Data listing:

— Start —

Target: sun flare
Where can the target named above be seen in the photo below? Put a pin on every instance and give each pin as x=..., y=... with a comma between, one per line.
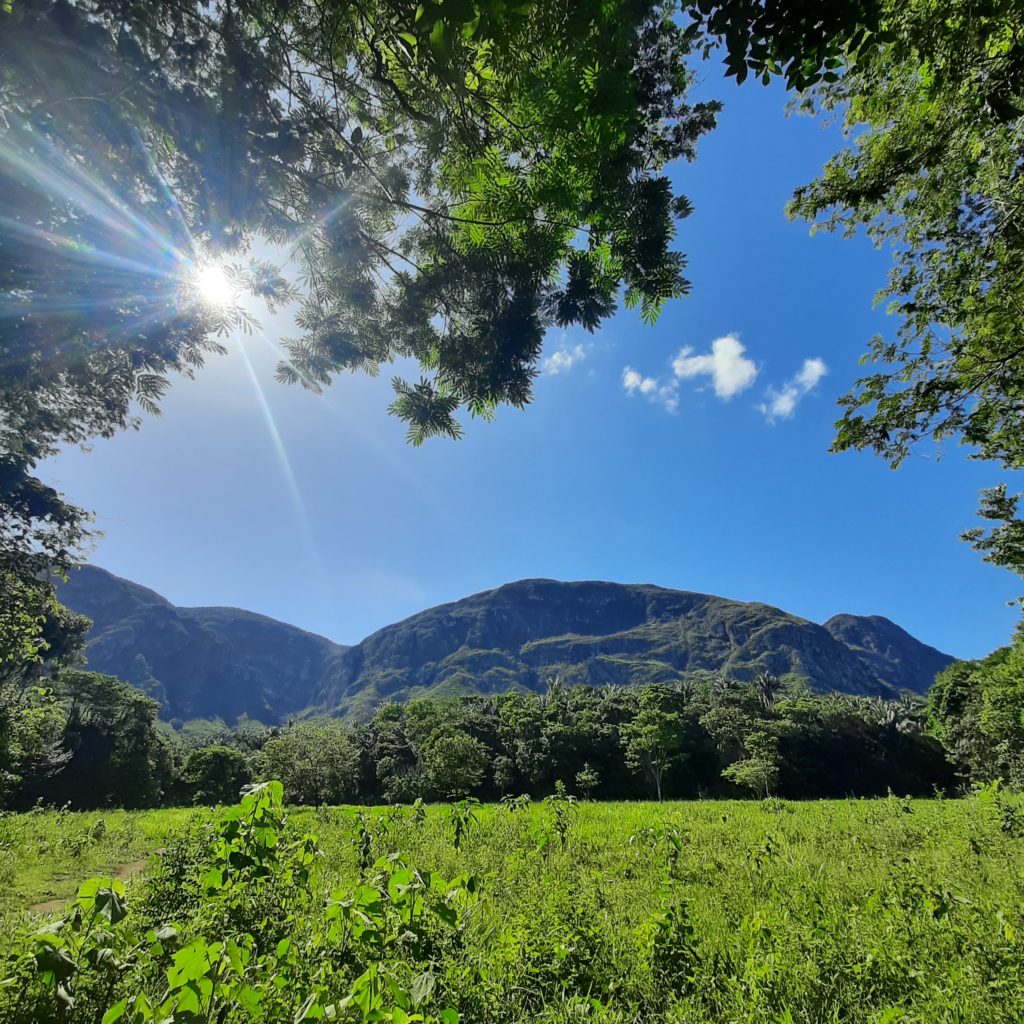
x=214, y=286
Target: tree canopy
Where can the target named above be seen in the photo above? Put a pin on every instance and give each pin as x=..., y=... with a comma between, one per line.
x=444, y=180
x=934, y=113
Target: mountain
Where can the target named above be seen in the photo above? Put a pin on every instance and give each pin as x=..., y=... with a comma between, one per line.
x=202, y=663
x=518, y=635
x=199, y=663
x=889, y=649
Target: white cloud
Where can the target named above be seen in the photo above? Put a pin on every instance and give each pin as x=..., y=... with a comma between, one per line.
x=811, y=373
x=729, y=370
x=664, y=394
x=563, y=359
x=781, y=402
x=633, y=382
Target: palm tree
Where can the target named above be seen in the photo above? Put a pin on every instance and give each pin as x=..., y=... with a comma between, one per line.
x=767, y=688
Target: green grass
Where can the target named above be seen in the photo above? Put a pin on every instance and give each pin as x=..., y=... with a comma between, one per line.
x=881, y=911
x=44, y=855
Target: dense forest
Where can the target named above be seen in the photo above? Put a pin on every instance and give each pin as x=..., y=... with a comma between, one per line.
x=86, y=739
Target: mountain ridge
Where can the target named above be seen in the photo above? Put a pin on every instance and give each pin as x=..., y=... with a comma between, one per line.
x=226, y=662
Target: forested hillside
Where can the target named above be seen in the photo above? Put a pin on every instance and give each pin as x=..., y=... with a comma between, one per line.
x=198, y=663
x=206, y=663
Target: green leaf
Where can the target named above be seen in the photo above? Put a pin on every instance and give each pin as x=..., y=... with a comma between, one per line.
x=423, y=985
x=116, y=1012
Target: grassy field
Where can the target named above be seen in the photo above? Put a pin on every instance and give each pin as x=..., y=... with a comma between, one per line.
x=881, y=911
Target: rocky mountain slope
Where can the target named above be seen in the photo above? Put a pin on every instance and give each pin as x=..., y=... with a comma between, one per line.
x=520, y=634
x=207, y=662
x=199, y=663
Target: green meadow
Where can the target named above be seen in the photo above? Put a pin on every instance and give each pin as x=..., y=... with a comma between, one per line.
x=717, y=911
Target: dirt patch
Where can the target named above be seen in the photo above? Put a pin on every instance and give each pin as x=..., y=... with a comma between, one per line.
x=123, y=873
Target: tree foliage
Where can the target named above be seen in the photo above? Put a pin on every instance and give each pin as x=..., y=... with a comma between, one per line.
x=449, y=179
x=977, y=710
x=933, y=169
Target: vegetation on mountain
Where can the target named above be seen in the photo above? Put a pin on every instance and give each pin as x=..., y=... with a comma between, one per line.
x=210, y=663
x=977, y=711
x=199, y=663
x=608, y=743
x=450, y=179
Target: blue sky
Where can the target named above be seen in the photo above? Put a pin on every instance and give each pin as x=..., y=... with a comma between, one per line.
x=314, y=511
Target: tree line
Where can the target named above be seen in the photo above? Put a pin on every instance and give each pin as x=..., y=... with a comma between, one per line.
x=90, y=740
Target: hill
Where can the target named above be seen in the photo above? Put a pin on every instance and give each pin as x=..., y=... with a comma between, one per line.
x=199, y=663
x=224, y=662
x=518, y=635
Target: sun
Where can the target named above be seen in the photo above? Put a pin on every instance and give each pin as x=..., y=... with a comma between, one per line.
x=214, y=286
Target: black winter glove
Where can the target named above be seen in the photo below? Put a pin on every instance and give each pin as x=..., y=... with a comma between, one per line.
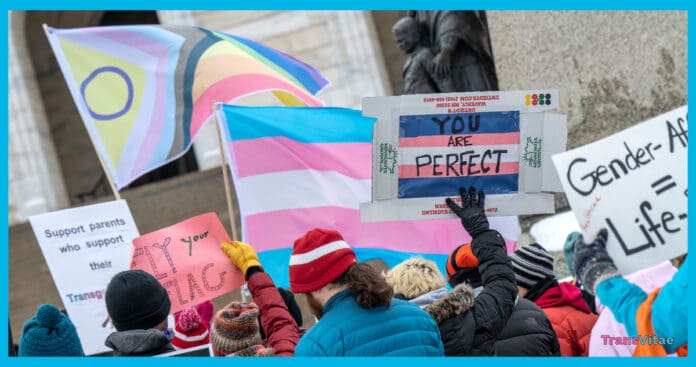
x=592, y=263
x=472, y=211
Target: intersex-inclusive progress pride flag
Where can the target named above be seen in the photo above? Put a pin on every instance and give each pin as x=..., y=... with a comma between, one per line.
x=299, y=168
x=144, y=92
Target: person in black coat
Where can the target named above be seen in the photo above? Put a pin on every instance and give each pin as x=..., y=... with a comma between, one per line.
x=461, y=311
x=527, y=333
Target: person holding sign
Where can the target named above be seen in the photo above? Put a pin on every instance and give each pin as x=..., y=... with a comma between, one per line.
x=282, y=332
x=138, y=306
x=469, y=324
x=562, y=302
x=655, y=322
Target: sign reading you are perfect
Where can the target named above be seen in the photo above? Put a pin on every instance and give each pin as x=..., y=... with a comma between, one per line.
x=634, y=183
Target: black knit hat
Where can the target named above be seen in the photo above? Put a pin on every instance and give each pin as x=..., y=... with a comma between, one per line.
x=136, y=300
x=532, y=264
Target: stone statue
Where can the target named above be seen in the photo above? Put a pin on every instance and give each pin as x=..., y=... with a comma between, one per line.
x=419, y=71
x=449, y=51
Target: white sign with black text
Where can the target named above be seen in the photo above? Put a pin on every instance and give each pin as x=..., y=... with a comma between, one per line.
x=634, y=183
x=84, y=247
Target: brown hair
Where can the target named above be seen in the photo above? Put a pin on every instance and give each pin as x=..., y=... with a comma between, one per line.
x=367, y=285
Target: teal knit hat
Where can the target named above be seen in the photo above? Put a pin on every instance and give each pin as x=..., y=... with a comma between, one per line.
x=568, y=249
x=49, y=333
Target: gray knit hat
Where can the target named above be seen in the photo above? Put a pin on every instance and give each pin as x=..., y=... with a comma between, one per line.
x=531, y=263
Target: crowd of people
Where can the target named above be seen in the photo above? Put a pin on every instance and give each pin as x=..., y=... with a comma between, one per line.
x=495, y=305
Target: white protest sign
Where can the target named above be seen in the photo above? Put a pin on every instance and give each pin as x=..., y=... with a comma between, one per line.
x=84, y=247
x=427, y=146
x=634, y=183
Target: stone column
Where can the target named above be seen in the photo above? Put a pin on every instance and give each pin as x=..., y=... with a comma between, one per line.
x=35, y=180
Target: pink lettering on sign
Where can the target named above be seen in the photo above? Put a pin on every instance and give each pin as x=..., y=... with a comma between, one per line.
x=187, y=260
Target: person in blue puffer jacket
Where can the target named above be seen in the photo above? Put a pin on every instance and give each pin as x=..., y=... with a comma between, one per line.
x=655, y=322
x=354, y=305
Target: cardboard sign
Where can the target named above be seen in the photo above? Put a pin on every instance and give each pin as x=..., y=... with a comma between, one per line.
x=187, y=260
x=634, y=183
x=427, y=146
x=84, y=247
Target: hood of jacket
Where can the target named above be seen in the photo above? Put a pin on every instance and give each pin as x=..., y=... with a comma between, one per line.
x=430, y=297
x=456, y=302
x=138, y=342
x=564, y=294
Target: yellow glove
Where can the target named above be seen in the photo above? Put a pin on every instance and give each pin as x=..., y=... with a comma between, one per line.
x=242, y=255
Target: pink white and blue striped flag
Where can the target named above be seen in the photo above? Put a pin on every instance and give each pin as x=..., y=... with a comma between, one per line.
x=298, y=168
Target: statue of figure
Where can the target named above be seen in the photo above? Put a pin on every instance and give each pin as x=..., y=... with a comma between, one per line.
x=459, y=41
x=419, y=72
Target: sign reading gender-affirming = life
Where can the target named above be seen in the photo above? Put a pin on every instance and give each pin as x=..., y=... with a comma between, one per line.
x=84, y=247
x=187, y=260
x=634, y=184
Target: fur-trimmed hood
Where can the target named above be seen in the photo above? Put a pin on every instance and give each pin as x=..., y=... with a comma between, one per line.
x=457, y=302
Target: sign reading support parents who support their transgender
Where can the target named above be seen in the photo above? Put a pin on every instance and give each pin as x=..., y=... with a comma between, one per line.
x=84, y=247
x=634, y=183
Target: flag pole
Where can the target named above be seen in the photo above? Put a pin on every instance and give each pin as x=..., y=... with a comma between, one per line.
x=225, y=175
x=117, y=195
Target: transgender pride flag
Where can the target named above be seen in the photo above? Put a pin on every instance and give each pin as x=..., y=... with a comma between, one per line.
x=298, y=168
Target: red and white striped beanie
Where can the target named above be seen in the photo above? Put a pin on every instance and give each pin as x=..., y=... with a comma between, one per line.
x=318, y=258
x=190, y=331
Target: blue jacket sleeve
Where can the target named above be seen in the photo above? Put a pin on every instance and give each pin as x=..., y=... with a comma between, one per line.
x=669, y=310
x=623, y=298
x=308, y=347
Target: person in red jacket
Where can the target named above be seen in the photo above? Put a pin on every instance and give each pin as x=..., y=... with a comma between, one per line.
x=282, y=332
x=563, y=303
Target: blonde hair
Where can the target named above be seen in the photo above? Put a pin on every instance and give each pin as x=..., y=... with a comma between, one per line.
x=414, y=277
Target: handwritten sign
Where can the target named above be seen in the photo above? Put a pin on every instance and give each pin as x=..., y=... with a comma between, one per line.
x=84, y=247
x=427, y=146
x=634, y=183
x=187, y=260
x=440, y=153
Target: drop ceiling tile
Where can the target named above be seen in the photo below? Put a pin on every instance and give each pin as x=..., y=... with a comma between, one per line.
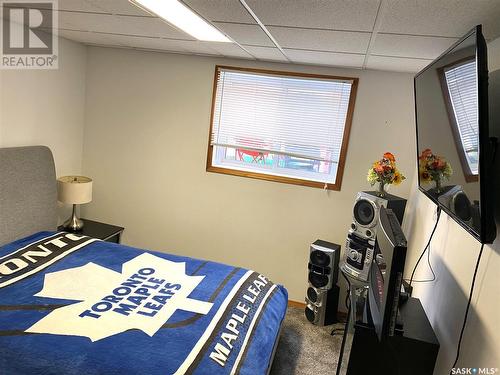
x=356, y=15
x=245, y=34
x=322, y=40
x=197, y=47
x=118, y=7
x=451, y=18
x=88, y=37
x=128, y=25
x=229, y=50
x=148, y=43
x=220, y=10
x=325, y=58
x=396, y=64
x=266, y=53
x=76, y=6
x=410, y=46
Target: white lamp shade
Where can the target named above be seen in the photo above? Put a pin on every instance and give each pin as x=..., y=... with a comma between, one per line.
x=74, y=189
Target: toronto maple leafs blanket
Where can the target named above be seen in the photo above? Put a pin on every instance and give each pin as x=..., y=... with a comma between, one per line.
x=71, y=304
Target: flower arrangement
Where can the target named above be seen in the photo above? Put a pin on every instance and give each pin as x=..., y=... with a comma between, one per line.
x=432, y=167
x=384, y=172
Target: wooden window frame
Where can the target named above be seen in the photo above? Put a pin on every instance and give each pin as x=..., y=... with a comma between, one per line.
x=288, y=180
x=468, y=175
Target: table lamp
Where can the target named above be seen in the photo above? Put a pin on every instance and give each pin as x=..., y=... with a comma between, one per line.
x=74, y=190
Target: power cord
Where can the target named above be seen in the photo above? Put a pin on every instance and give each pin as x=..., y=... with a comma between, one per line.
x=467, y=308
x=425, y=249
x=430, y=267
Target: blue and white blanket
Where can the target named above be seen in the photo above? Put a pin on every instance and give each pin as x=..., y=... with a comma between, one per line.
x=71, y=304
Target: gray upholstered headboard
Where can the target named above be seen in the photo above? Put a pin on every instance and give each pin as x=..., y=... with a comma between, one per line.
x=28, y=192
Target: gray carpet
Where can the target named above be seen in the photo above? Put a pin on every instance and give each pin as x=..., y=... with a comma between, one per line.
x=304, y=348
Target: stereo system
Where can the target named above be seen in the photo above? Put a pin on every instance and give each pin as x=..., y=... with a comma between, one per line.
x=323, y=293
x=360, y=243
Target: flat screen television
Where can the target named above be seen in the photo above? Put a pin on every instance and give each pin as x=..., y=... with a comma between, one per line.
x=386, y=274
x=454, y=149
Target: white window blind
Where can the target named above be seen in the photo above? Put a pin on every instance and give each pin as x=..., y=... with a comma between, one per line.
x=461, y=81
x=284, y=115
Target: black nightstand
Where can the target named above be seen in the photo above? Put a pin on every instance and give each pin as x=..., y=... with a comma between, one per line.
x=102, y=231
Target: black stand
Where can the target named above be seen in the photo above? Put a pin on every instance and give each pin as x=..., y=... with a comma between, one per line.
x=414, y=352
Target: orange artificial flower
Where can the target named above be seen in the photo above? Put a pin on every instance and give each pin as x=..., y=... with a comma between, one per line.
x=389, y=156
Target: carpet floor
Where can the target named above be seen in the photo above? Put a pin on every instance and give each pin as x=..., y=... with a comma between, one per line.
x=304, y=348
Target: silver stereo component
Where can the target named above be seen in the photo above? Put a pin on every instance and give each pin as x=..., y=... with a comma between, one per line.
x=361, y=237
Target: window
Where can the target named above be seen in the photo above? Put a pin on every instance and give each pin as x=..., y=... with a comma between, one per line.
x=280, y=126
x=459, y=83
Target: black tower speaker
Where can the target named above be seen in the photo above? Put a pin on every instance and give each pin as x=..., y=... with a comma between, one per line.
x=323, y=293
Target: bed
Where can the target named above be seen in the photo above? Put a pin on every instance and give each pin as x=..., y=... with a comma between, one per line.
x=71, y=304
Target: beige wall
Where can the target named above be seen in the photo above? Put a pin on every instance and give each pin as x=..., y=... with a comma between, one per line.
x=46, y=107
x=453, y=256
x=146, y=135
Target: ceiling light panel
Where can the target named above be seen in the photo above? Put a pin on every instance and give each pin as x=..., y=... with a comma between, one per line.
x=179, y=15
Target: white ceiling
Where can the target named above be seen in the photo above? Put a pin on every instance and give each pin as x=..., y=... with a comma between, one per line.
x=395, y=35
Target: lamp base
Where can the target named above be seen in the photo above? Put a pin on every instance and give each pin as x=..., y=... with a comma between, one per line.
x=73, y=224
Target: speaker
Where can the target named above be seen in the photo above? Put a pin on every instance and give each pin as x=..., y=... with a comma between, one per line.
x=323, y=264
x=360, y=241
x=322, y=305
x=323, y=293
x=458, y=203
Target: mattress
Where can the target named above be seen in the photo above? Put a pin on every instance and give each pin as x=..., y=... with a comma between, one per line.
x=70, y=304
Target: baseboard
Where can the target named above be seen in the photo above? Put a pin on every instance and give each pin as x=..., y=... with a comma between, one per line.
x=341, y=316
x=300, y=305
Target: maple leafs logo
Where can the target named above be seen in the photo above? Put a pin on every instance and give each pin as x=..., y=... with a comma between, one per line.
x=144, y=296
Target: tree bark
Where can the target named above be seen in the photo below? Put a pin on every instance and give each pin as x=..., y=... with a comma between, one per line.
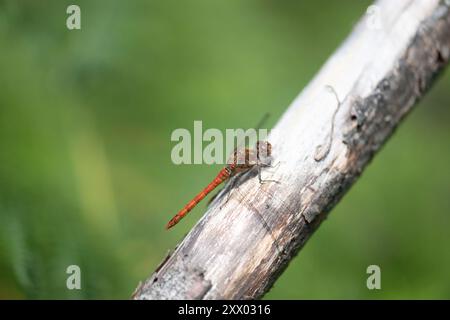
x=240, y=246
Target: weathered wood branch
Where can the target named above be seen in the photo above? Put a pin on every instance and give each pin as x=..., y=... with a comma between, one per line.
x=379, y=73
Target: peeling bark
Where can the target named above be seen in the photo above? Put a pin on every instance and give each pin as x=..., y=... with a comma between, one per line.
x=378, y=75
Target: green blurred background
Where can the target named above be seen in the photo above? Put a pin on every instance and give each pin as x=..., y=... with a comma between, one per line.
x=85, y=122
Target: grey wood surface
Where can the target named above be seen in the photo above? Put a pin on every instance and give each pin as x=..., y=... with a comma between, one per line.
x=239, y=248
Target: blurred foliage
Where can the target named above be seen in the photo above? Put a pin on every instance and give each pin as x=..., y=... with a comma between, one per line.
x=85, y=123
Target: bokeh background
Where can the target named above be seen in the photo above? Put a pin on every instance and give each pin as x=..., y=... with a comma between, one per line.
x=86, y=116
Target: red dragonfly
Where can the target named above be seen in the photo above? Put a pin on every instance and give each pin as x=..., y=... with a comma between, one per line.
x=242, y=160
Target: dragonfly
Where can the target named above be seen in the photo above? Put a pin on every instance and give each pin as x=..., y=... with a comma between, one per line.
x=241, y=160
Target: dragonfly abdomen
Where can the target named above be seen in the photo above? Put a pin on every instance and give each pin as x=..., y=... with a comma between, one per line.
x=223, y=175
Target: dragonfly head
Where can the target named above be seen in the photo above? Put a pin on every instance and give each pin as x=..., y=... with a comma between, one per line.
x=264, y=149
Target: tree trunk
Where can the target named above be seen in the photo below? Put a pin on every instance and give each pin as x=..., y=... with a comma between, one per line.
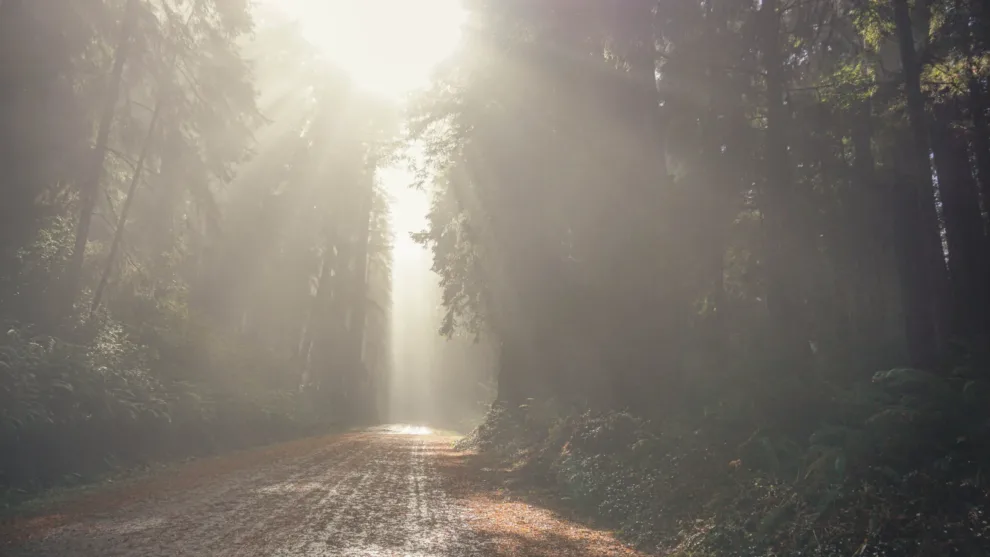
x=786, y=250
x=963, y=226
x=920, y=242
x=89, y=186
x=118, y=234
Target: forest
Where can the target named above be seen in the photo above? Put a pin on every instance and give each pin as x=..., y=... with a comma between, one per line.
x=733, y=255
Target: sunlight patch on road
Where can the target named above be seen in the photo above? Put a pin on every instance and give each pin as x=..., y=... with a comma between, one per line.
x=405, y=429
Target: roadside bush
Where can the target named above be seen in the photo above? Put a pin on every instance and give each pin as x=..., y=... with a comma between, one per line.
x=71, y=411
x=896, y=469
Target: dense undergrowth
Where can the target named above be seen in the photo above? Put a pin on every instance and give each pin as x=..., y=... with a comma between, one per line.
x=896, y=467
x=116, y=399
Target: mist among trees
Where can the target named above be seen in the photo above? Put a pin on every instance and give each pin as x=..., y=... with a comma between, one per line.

— End —

* [What the task asks] Rewrite the data from its first line through the line containing "x=633, y=382", both included, keeping the requests but multiplying every coordinate in the pins by 0.8 and rounding to the nearest whole number, with halves rounded up. Leave the pictures out.

* [The completed task]
Target: sun flare
Where can the target named above be seen in the photo below? Put a pin on every instance and give each pin as x=..., y=... with a comma between, one per line.
x=171, y=229
Target: tree canopy
Where can the target named above be seen in the photo above? Put a pin on every instance and give each pin as x=..., y=... with a comma between, one per line.
x=355, y=144
x=747, y=90
Target: mountain
Where can the target named above be seen in the photo above? Put a pin on every instance and give each pin as x=..., y=... with a comma between, one per line.
x=162, y=530
x=414, y=508
x=159, y=530
x=711, y=519
Target: white cloud
Where can the target named above be seen in the photo above? Put a pin on every instance and give each pin as x=..., y=... with a comma between, one per line.
x=649, y=298
x=583, y=296
x=531, y=315
x=450, y=287
x=625, y=322
x=506, y=306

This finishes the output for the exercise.